Recorded data:
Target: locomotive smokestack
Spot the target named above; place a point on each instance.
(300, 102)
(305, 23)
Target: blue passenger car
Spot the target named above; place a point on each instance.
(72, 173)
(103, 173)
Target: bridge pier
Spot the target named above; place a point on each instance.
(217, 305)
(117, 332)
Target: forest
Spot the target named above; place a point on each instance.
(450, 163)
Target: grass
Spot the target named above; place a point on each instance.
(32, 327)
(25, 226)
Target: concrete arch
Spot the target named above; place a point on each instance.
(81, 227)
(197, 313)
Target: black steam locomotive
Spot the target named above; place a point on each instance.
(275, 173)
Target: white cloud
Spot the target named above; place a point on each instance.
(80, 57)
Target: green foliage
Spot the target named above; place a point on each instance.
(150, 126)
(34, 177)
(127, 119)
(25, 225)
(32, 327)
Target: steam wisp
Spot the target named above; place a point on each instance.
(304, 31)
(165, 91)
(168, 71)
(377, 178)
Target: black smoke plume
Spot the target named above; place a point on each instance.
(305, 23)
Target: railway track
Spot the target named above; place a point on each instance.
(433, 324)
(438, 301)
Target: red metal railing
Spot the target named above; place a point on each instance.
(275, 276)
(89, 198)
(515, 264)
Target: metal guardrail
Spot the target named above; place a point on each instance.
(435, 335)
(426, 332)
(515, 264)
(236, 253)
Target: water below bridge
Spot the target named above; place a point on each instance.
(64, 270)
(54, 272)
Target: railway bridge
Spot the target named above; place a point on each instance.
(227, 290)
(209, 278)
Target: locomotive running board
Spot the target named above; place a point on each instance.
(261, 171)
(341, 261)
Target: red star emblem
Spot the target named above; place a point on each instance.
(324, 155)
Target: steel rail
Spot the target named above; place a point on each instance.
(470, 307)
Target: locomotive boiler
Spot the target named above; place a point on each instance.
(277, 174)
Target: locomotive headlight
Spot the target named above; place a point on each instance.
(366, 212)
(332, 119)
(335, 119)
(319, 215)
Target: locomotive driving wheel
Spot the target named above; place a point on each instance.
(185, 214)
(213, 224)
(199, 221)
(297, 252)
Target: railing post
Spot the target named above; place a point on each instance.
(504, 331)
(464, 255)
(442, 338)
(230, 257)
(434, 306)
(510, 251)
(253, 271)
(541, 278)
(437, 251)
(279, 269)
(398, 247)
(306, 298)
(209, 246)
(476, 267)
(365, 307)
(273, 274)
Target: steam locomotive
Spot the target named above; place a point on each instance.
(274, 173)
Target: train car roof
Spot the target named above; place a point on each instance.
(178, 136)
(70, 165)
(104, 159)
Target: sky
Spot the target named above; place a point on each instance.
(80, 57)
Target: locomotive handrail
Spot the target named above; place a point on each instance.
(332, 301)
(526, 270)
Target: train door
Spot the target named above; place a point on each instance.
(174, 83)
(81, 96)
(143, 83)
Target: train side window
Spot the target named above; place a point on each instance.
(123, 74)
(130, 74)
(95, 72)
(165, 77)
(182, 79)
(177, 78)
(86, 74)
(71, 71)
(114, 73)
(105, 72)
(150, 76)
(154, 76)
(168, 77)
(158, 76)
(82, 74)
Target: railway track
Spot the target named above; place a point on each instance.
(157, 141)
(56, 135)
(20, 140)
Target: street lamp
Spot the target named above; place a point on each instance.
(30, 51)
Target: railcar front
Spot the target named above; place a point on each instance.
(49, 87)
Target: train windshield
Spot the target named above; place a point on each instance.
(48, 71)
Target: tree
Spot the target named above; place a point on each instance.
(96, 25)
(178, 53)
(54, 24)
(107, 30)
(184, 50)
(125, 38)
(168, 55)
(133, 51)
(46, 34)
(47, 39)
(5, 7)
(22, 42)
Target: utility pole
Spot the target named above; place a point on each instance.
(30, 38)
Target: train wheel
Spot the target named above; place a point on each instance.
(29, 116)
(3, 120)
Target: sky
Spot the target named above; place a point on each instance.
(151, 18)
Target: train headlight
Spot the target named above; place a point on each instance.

What you should do: Output the whole listing above again, word for word.

Exercise output:
Target: locomotive smokestack
Spot the target named above; place a point on each instance.
(300, 102)
(305, 23)
Target: blue passenger car
Spot the target named above; place a point on each instance.
(72, 173)
(103, 173)
Target: bridge pier
Spot the target named above; place a point on each instance.
(217, 305)
(117, 332)
Target: forest
Spot the target named above; place a point on each instance.
(450, 163)
Target: grass
Spot the target named above; place a point on each instance.
(32, 327)
(25, 226)
Target: concrete arch
Spot the target named above; place a point on each instance.
(81, 227)
(197, 313)
Target: black steam locomotive
Spot the target named above; place a point on each instance.
(275, 173)
Target: white cloud
Spot the target named above; place a point on each instance.
(80, 57)
Target: green foliage
Spot the target named above; place a point on each instance.
(150, 126)
(34, 177)
(127, 119)
(25, 225)
(32, 327)
Target: steam wisp
Spot the target named above; place a point on each instance.
(304, 31)
(165, 91)
(168, 71)
(377, 178)
Target: black smoke plume
Spot the target named above; place a point on each instance.
(305, 23)
Target: railway track
Spot the target named above; place a point on each instance.
(433, 324)
(438, 301)
Target: red metal railing
Spot the target named above; place a point on each instance.
(275, 276)
(89, 198)
(515, 264)
Target: metal guardrail
Spot the target named above; place a point on each instance.
(435, 335)
(426, 332)
(515, 264)
(236, 253)
Target: water below bridge
Spot the target named above; place a point on each instance.
(64, 270)
(54, 272)
Target: railway bridge
Spot the target named above; place a point on each instance.
(227, 290)
(209, 278)
Target: locomotive running board
Spot the target named above; place a point on each instance.
(261, 171)
(341, 261)
Target: red star emblem
Spot the target named above; place a point on each instance.
(324, 155)
Target: steel rail
Spot the target named above; place a point on each instance.
(470, 307)
Target: locomotive boiler
Spot the target named above; place a point on each instance.
(277, 174)
Target: locomotive headlight
Spot the target named above; place a point on each instance.
(366, 212)
(332, 119)
(335, 119)
(319, 215)
Target: locomotive driving wheel
Spot the target named above; place a point on each instance.
(185, 214)
(213, 224)
(199, 221)
(297, 252)
Target: railing post
Spot the target named above; place a point on each instance.
(504, 331)
(464, 255)
(442, 338)
(230, 257)
(434, 306)
(510, 251)
(253, 271)
(541, 278)
(437, 251)
(279, 269)
(398, 247)
(306, 298)
(209, 246)
(476, 267)
(365, 307)
(273, 274)
Target: steam locomotive
Spot the target named above; place a point on each instance.
(274, 173)
Target: train car roof
Spot the target named above; place a point on each instance.
(178, 136)
(70, 165)
(104, 159)
Target: sky
Spot the target named above; place a point on each instance.
(80, 57)
Target: locomotive handrail
Spot the target named above; place a point on each instance.
(332, 301)
(526, 270)
Target: train door
Spot the target named above; place a point on each instance.
(174, 83)
(81, 96)
(143, 83)
Target: train side window
Spot the target named above; place a point on each instance.
(123, 74)
(130, 74)
(95, 72)
(165, 77)
(182, 79)
(177, 78)
(86, 74)
(71, 71)
(114, 73)
(105, 72)
(150, 76)
(154, 76)
(168, 77)
(158, 76)
(82, 74)
Target: railway track
Spot the target named above; place a point on each instance.
(157, 141)
(56, 135)
(20, 140)
Target: street lamp
Spot the target named above; place a point on each instance.
(30, 51)
Target: railcar front
Spot the target named above; place a point on each instance.
(49, 87)
Target: train windshield
Spot the target named above; place a point on each instance.
(48, 71)
Target: tree
Spot the target named above; place a point on each instance.
(96, 25)
(178, 53)
(54, 24)
(107, 30)
(184, 50)
(125, 38)
(168, 55)
(133, 51)
(46, 34)
(47, 39)
(5, 7)
(22, 42)
Target: utility pole
Spot the target named above; place a point on each instance.
(30, 38)
Target: train wheel
Spot the target named above; place a point on each instance.
(29, 116)
(3, 120)
Target: sky
Spot the target named above; place a point on each instance.
(151, 18)
Target: train headlight
Spot the target named above; place a point on each instance.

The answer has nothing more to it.